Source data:
══════════════════════════════

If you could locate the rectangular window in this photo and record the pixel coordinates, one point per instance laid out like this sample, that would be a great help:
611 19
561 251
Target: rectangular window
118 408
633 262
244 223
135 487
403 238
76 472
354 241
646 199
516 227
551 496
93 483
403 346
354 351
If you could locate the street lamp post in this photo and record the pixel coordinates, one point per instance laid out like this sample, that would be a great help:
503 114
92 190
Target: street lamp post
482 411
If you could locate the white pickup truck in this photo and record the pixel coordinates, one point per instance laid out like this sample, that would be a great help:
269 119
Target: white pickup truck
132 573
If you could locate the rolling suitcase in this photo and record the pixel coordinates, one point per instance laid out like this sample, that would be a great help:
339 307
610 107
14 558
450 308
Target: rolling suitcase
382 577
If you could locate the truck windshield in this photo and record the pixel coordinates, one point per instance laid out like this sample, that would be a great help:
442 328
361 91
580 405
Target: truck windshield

══════════════════════════════

What the task asks:
Rewrite every line of the data above, requests included, shifting each pixel coordinate in the answers by adding 42 to both numbers. Leave the numbers in the requests and their format samples unchanged.

Result:
If you could locate the rectangular window in this photo and record the pixel coordinates, one point per instance laid out like this sample, that would be a great help:
611 19
561 251
Target: rectangular window
160 450
675 304
286 265
177 529
445 280
118 514
396 283
688 241
558 269
593 538
135 525
445 388
396 393
If you could locate the street lamp post in this photo and record the pixel coordinates, one point per instance laid out like this sample, that would be a great help:
503 114
92 190
Target: street lamp post
524 453
If you could locate the white pickup truck in this photo and record the pixel coordinates, one point per instance laid out like this sample, that would be a great help:
269 119
Target: white pickup truck
174 615
If you could locate the rolling suitcase in this photo and record the pixel coordinates, one point per instance laid out like this sample, that would be a great help:
339 307
610 107
14 558
450 308
Target: rolling suitcase
424 619
If you could locate the truck windshield in this photo and record the pixel coordinates, one point per instance laid out like this sample, that would be a great help:
442 328
361 91
580 405
Target: truck windshield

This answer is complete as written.